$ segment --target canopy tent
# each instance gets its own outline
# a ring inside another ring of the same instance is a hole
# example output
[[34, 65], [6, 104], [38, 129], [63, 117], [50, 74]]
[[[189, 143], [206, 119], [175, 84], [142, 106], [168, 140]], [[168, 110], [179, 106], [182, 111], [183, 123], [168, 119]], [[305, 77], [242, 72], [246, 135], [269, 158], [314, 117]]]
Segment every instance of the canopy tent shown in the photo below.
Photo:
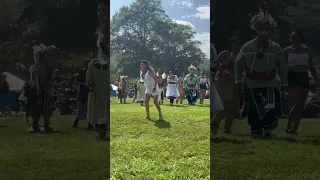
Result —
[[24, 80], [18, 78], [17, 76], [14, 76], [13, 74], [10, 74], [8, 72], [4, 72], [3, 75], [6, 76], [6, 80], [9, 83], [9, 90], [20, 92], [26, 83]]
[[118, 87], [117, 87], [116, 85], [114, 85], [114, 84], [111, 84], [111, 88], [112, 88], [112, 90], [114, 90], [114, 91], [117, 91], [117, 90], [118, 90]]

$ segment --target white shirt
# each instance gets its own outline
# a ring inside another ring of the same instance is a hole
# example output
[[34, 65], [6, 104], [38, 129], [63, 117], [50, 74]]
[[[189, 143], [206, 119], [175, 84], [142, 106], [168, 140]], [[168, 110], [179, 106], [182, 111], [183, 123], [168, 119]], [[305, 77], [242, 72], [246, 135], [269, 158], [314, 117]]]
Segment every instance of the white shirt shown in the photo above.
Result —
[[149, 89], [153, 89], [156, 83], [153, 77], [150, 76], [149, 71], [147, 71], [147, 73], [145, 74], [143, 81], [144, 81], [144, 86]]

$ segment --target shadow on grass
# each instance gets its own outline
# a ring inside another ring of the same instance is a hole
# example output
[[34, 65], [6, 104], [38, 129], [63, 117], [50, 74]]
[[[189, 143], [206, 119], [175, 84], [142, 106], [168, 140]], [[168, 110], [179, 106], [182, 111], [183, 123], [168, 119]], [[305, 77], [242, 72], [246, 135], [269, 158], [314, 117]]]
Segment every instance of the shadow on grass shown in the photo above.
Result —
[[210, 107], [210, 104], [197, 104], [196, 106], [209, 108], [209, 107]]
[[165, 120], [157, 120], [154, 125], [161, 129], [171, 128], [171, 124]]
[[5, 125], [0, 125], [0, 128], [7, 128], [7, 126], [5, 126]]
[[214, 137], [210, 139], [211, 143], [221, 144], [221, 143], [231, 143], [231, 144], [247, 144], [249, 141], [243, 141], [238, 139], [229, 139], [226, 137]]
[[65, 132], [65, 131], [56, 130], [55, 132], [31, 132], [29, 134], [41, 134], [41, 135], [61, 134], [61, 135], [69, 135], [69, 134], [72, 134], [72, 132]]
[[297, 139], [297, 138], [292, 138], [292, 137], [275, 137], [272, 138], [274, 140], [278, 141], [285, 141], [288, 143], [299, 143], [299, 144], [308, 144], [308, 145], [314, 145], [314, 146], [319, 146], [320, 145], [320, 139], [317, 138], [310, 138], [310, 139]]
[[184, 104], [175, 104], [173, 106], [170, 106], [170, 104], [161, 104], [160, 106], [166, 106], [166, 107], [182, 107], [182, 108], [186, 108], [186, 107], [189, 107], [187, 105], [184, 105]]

+===+

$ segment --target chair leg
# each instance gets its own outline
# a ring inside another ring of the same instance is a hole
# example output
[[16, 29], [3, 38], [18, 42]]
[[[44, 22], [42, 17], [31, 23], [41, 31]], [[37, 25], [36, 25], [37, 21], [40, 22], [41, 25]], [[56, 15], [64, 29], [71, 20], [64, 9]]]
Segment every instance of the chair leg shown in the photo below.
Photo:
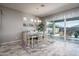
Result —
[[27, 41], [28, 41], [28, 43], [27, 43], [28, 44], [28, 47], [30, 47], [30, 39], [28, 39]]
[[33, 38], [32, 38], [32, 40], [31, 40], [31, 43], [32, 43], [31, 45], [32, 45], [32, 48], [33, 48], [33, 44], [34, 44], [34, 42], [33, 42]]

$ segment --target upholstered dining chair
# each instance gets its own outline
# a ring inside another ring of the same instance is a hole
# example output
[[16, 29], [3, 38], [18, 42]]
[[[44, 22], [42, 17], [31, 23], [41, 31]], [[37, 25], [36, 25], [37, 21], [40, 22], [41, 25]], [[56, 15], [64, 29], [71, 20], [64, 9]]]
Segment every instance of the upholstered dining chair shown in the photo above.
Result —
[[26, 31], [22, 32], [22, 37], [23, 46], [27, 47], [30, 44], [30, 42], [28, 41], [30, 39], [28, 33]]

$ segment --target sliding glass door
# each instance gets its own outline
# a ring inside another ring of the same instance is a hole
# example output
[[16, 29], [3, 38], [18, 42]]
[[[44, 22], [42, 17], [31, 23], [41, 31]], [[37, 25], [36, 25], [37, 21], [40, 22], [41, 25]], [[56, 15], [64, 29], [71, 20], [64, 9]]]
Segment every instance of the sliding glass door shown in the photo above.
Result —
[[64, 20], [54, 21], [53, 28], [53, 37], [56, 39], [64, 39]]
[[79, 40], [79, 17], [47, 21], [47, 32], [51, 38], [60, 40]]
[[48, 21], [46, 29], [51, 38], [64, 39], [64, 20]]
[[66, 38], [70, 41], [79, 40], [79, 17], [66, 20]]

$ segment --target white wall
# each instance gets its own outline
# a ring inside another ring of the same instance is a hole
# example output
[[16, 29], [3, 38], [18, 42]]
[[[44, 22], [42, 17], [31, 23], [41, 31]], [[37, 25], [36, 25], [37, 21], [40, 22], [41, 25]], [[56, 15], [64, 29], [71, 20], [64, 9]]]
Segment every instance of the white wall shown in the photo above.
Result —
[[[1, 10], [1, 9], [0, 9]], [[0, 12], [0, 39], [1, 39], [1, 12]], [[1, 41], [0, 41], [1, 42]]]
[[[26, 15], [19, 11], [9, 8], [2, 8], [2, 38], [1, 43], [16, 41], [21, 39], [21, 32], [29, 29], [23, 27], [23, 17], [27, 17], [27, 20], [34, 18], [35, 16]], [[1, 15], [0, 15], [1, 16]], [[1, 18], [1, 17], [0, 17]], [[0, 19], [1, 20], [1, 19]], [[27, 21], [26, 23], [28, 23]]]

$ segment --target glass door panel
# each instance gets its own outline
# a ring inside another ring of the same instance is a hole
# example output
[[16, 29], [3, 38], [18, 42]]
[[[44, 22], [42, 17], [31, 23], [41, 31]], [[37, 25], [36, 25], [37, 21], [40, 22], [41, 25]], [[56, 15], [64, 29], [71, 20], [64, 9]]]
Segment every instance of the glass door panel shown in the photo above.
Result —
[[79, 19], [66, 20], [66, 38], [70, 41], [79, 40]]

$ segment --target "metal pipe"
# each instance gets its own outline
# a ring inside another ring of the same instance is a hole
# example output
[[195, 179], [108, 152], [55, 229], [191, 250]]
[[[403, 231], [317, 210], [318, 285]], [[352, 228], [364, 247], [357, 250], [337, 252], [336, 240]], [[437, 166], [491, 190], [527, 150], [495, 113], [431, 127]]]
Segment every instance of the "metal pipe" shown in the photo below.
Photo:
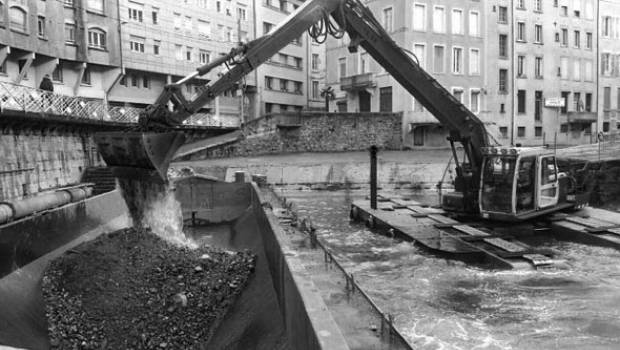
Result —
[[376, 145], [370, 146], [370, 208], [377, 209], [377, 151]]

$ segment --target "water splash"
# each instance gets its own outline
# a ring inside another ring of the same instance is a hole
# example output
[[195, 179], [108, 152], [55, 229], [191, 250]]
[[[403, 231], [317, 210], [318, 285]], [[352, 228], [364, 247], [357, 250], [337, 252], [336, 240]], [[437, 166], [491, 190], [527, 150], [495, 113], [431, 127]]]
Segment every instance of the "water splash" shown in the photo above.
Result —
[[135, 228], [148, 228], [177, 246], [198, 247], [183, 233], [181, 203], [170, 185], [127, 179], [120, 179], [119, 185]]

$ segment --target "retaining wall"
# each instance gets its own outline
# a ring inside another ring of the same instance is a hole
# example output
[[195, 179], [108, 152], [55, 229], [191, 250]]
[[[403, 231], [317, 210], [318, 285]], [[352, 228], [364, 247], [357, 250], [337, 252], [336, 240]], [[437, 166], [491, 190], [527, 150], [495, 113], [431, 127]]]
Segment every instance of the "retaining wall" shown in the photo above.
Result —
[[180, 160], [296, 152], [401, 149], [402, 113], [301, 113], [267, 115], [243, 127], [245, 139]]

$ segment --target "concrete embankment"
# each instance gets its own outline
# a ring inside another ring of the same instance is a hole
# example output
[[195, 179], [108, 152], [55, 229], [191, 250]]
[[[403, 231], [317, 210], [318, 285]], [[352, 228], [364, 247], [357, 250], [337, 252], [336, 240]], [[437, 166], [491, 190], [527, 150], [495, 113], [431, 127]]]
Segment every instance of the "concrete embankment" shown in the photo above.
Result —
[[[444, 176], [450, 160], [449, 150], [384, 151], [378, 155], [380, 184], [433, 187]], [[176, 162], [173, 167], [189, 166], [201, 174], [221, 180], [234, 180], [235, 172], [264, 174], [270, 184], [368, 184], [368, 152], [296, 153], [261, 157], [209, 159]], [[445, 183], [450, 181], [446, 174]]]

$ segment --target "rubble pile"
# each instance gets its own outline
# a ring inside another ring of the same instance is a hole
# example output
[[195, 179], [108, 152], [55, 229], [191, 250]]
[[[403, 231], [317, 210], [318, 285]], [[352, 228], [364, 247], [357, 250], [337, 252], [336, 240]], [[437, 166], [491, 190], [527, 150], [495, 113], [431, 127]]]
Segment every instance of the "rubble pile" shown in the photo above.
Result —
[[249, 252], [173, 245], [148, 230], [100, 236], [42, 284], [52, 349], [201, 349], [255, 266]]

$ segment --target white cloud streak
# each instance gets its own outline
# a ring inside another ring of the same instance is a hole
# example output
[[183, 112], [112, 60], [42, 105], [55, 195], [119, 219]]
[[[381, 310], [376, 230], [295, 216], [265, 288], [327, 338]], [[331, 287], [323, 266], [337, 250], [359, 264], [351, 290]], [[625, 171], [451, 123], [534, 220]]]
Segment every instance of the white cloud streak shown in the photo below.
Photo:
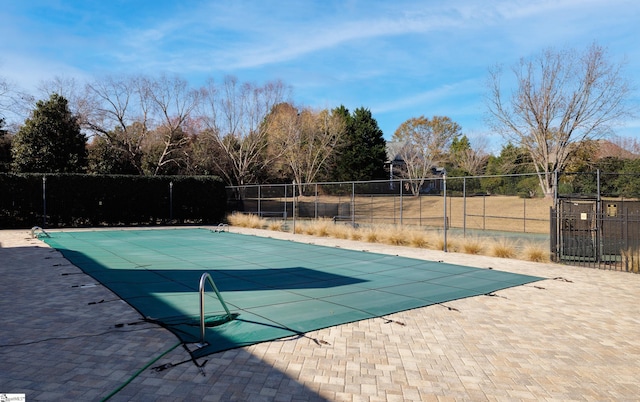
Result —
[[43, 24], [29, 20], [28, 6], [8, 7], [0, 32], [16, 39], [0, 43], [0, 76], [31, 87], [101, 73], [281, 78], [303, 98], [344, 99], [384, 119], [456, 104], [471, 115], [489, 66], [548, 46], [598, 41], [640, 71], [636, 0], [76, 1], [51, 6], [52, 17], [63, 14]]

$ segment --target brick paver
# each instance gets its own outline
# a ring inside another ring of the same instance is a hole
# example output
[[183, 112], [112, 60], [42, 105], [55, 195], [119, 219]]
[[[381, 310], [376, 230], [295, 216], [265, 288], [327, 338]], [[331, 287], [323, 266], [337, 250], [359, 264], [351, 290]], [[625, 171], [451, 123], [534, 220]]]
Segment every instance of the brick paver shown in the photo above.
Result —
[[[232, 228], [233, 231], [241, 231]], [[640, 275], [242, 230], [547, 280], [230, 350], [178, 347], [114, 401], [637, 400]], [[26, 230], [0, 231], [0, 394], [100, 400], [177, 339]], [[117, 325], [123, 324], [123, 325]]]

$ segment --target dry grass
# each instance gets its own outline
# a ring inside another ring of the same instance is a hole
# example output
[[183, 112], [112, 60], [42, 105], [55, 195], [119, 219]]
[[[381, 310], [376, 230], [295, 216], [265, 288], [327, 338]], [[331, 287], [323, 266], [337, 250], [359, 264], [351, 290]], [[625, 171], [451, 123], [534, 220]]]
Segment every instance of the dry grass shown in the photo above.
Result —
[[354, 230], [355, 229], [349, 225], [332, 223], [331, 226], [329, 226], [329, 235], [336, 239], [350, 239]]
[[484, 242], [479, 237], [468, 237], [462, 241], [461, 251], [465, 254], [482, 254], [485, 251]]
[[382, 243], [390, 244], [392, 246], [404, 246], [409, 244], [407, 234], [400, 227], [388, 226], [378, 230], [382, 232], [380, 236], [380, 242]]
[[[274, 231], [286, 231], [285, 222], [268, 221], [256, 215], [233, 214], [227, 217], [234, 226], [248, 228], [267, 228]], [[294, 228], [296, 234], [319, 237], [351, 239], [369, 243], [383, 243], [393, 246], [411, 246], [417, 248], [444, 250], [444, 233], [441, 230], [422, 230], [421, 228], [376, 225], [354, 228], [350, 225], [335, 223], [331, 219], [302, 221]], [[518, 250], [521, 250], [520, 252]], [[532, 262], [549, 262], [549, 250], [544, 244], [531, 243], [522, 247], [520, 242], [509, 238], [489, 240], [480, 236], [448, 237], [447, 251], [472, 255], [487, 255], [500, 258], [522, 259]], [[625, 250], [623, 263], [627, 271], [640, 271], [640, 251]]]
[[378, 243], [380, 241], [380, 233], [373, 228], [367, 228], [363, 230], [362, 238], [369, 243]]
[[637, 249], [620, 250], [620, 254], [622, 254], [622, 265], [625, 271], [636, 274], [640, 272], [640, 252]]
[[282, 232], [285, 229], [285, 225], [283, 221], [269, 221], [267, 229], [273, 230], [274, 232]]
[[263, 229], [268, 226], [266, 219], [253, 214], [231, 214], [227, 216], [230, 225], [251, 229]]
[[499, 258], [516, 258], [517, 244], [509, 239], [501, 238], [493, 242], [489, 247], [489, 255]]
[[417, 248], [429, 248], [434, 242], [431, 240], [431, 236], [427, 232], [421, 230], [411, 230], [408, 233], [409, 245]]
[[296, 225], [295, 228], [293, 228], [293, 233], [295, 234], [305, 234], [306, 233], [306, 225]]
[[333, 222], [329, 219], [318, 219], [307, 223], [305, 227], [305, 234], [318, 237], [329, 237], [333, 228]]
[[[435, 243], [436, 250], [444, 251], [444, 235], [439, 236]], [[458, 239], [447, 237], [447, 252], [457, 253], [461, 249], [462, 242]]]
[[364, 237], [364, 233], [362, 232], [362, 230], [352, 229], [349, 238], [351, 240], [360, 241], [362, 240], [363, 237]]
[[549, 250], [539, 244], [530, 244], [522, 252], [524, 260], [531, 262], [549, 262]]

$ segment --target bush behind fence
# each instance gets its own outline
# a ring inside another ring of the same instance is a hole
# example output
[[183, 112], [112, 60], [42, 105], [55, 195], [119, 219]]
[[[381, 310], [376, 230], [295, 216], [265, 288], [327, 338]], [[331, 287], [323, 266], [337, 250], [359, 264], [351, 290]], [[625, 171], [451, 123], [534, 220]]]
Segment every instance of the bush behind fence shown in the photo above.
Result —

+===+

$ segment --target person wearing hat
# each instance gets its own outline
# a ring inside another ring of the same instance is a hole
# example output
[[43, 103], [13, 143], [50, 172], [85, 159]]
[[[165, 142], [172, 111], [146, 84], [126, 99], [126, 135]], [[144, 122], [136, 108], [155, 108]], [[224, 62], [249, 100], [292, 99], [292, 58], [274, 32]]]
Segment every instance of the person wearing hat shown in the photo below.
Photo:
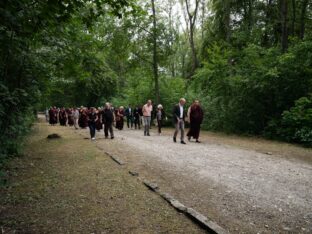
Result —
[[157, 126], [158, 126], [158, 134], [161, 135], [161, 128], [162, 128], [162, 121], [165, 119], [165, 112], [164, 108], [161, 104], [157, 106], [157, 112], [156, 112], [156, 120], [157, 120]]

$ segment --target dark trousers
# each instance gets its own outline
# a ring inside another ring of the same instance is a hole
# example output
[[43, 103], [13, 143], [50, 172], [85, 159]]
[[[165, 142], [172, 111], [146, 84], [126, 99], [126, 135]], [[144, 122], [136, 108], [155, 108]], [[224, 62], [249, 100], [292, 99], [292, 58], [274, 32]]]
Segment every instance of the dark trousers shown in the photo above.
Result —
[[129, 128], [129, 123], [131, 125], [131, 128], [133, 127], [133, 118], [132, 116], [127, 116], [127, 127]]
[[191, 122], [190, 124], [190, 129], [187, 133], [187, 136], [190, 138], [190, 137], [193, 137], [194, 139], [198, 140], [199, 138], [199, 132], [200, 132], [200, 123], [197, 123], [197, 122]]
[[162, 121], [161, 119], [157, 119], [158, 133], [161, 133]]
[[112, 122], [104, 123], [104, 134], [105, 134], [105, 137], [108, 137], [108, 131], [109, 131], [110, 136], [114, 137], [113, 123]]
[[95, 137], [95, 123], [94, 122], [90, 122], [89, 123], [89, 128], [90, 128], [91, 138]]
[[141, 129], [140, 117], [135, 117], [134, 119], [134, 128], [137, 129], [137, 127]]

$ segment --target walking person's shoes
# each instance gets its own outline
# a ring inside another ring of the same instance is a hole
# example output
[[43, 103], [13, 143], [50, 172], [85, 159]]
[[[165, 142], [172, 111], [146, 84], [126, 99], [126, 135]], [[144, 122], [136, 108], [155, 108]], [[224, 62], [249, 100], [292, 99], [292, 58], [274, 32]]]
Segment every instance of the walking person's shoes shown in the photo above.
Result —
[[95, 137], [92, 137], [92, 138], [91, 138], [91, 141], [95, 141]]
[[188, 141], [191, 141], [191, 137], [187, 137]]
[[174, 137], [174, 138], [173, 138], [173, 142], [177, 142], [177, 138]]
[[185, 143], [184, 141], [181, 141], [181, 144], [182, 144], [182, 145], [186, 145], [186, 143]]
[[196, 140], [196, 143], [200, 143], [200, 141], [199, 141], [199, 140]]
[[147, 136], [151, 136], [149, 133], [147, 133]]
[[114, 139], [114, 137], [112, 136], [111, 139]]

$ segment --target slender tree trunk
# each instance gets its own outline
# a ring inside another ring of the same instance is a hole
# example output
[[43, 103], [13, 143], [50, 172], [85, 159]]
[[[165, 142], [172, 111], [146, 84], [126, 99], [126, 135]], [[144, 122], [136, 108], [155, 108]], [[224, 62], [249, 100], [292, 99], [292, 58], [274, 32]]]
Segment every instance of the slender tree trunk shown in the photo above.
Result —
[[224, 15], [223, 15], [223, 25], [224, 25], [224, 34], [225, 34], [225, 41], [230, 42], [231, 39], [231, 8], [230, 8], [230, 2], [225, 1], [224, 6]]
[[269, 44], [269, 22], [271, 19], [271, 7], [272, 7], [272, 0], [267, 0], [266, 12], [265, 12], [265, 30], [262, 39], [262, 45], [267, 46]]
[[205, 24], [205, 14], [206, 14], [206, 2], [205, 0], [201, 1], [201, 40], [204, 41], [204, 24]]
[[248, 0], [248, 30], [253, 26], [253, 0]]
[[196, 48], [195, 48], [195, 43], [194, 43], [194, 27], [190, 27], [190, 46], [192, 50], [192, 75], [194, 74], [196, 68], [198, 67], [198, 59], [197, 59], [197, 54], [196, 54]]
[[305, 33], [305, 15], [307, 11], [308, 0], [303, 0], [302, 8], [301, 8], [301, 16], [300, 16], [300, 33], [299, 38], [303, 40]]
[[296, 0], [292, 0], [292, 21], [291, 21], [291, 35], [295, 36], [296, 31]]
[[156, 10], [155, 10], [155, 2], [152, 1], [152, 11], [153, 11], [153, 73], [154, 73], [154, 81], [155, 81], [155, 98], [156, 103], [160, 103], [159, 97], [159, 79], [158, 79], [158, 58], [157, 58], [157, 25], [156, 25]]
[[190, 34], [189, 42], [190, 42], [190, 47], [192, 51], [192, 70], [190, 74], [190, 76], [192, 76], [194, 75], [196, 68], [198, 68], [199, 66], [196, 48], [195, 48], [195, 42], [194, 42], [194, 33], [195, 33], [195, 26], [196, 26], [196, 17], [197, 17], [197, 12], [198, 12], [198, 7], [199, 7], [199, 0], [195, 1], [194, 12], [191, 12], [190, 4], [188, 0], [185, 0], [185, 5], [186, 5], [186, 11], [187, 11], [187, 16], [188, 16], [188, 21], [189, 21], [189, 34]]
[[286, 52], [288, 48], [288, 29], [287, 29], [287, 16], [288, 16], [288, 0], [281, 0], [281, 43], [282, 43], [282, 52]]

+===+

• Work task
Using the records above, print exactly the run of lines that starts with the line with "--target canopy tent" and goes on through the line with "Segment every instance of the shadow", pictures excluded.

• Task answer
$ segment --target canopy tent
# each instance gets its own outline
# a ring inside another ring of the same instance is a hole
# example output
[[34, 65], [6, 104], [38, 129], [63, 117], [50, 74]]
[[[189, 143], [206, 119], [175, 84], [142, 106], [168, 140]], [[168, 110], [179, 106], [182, 111], [183, 123], [168, 119]], [[305, 77], [242, 72], [246, 135], [269, 158], [314, 117]]]
Segment every instance of the canopy tent shown in the photo below.
Photo:
Result —
[[24, 80], [18, 78], [17, 76], [14, 76], [13, 74], [10, 74], [8, 72], [4, 72], [3, 75], [6, 76], [6, 80], [9, 83], [9, 90], [20, 92], [26, 83]]
[[118, 87], [117, 87], [116, 85], [114, 85], [114, 84], [111, 84], [111, 88], [112, 88], [112, 90], [114, 90], [114, 91], [117, 91], [117, 90], [118, 90]]

$ segment --target white shirt
# each instance gets its own outline
# a ring inside another ring of the same instance is a hole
# example output
[[34, 65], [6, 104], [38, 129], [63, 117], [50, 74]]
[[[189, 143], [206, 119], [175, 84], [142, 106], [168, 140]], [[168, 110], [179, 106], [182, 111], [183, 123], [168, 119]], [[305, 77], [242, 72], [246, 135], [269, 158], [314, 117]]]
Segment every instance of the white shirt shown in the photo above.
Result —
[[149, 89], [153, 89], [156, 83], [153, 77], [150, 76], [149, 71], [147, 71], [147, 73], [145, 74], [143, 81], [144, 81], [144, 86]]

$ segment --target shadow on grass
# each instance gets its own outline
# a ring inside another ring of the same instance is a hole
# example output
[[34, 65], [6, 104], [38, 129], [63, 117], [50, 74]]
[[[189, 143], [206, 119], [175, 84], [142, 106], [168, 140]], [[168, 110], [179, 106], [182, 111], [183, 123], [168, 119]], [[305, 77], [242, 72], [246, 135], [269, 158], [314, 117]]]
Segment every instance of the shadow on grass shown in the photo above.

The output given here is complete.